Annotated coordinate records
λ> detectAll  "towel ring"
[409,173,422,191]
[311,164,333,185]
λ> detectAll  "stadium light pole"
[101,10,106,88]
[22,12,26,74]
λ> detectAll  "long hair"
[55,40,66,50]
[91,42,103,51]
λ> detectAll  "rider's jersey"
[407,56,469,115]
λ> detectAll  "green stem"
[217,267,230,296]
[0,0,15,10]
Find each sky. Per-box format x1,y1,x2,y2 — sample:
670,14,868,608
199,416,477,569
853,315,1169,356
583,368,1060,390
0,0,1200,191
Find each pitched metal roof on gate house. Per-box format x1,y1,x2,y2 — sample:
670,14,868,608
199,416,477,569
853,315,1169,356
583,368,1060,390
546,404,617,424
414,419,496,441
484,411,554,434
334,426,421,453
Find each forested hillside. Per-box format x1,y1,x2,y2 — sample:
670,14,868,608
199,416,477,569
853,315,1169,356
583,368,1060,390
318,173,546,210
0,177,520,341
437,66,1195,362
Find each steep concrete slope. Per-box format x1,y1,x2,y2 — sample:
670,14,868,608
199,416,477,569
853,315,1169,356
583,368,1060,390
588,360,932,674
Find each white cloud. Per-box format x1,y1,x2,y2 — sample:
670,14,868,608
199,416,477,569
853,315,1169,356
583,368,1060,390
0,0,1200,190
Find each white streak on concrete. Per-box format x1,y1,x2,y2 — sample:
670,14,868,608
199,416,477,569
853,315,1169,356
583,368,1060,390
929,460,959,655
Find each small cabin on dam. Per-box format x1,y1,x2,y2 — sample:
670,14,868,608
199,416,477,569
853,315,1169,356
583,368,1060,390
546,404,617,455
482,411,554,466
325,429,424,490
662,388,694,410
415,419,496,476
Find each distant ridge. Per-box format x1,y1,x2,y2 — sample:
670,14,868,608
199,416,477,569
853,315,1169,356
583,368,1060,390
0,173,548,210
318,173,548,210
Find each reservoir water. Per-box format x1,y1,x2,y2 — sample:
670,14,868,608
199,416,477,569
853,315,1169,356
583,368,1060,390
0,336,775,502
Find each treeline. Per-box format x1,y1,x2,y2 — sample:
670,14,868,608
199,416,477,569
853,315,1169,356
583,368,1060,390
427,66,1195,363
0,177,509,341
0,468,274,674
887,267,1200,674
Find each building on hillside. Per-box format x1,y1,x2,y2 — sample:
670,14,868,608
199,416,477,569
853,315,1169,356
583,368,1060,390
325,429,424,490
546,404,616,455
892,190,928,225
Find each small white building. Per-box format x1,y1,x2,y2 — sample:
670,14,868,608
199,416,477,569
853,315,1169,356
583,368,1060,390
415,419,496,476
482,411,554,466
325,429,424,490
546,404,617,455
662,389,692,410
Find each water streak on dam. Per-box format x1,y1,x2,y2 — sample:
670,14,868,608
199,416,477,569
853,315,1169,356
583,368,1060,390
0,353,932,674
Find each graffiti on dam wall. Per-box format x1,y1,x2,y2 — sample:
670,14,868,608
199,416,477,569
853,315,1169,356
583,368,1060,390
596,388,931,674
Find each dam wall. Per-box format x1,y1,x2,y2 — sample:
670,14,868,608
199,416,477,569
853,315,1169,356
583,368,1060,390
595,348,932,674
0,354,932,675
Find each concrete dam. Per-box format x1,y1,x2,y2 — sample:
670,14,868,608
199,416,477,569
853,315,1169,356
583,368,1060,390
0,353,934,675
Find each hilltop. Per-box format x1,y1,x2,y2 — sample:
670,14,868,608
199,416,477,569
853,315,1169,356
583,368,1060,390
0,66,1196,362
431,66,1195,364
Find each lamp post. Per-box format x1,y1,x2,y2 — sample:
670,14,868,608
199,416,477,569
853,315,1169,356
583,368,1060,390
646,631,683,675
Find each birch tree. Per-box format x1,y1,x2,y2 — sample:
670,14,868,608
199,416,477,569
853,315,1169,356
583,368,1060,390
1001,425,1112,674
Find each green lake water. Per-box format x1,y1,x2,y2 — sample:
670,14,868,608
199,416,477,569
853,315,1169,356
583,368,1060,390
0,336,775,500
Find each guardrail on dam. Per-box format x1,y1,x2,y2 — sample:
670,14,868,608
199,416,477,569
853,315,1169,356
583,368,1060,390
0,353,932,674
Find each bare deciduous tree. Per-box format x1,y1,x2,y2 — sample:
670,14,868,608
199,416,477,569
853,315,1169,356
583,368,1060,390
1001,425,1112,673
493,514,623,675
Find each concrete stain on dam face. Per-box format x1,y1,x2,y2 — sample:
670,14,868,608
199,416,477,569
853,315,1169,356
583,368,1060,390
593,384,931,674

> Task to complete:
Please rewrite the data above with "Per-box format" changed to "Format for each box" throughout, leaving everything else as it is.

> Output below:
λ> detectAll  "towel ring"
[409,173,422,191]
[311,164,333,185]
λ> detectAll  "stadium light pole"
[101,10,106,88]
[22,12,26,74]
λ> detectAll  "long hair"
[55,40,66,50]
[91,42,103,51]
λ> detectAll  "rider's jersey"
[407,56,469,115]
λ> detectAll  "green stem"
[217,267,230,296]
[0,0,15,10]
Find each sky. Format for each box x1,y1,x2,y2 — sample:
670,14,868,608
199,416,477,569
853,315,1169,356
583,368,1060,390
0,0,1200,191
Find each pitched metal roof on gate house. Format for each box x1,y1,x2,y2 — sample:
670,14,868,608
199,416,477,569
853,315,1169,356
583,368,1060,390
546,404,617,424
414,419,496,441
484,411,554,434
334,426,421,453
Find each forested hillside. Format for each box x1,y1,x2,y2 — sample:
670,14,868,608
199,416,477,569
853,315,1169,356
583,368,1060,390
318,173,546,210
0,177,520,341
437,66,1195,362
Find each steep concrete slope. Format for each box x1,y1,x2,y2 — sample:
670,14,868,608
199,416,477,569
853,315,1169,356
583,368,1060,390
588,360,932,674
Find each white cloud. Format for each box x1,y1,x2,y2 — sample:
670,14,868,608
199,416,477,569
853,315,1169,356
583,368,1060,390
0,0,1200,190
Find each white streak on concrete. Format for each box x1,y1,x2,y2 — sample:
670,14,868,608
199,416,477,569
853,315,1169,356
583,368,1060,390
929,460,959,655
Find each small cabin on dam. Format for each box x1,y1,x2,y2 — sample:
670,14,868,608
199,416,477,569
853,315,1169,356
583,368,1060,390
546,404,617,455
482,411,554,466
325,429,424,490
662,388,694,410
415,419,496,476
Find each distant ridge. Format for each box x1,y1,x2,y2 — sample:
670,14,868,608
199,416,477,569
853,315,1169,356
583,368,1060,390
0,173,548,210
318,173,548,210
Find each reservoir water. Format for each box x1,y1,x2,y2 — sample:
670,14,868,608
199,416,477,569
853,315,1169,356
583,368,1060,390
0,336,775,502
Find each treeline. Format for each box x1,y1,x2,y2 — sample:
670,14,868,608
199,416,477,569
853,315,1169,356
583,368,1060,390
427,66,1195,363
0,177,509,341
0,468,274,674
887,267,1200,674
Find each building on hillside. Format for each box x1,y1,x2,y2 — sample:
670,14,868,608
199,416,477,569
853,315,1169,356
583,368,1060,390
325,429,424,490
546,404,616,455
892,190,928,225
Find each small white building. Format for each box x1,y1,x2,y2 — sample:
670,14,868,608
199,416,477,569
853,315,1169,356
583,368,1060,390
415,419,496,476
482,411,554,466
325,429,424,490
546,404,617,455
662,389,692,410
Find each water streak on dam. Format for each box x1,y1,x2,y2 — sample:
670,14,868,608
199,416,477,569
853,315,1169,356
583,368,1060,390
0,353,932,674
Find each graffiti on dam wall. Format for each box x1,y1,x2,y2 — sample:
670,14,868,608
199,416,477,569
853,315,1169,356
583,368,1060,390
596,388,931,674
Find each dam wall. Format for each box x1,y1,x2,y2 — sample:
670,14,868,608
199,416,477,569
853,315,1169,356
583,368,1060,390
595,348,932,674
0,354,932,675
Find each concrete dam. Format for each box x1,y1,x2,y2 — sample:
670,14,868,608
199,416,477,569
853,315,1169,356
583,368,1060,390
0,353,934,675
Find each hilltop. Format for each box x1,y1,x2,y2 — sample:
670,14,868,608
199,416,477,569
853,315,1169,356
583,368,1060,390
0,66,1196,362
431,66,1195,364
Find each lamp post. Format for each box x1,y1,x2,y2 — sample:
670,14,868,608
199,416,477,569
853,315,1169,356
583,368,1060,390
646,631,683,675
Find each birch tree. Format for each box x1,y1,x2,y2 — sample:
670,14,868,608
199,416,477,569
853,315,1169,356
583,368,1060,390
1001,425,1112,674
Find each green lake water. Format for each box x1,y1,x2,y2 — sample:
670,14,868,608
199,416,477,569
853,315,1169,356
583,368,1060,390
0,336,775,500
Find each guardrail on dam. Format for each box x1,y1,x2,y2 — sample:
670,14,868,608
199,416,477,569
853,315,1169,356
583,368,1060,390
0,353,932,674
Find each bare deciduous tree. Format for each box x1,y1,x2,y2 — sample:
670,14,868,608
199,416,477,569
853,315,1169,356
583,368,1060,390
1001,425,1112,673
493,514,623,675
Find each concrete stain on dam face. Format for each box x1,y1,x2,y2 — sample:
670,14,868,608
199,416,477,569
853,315,1169,356
583,368,1060,390
593,384,931,674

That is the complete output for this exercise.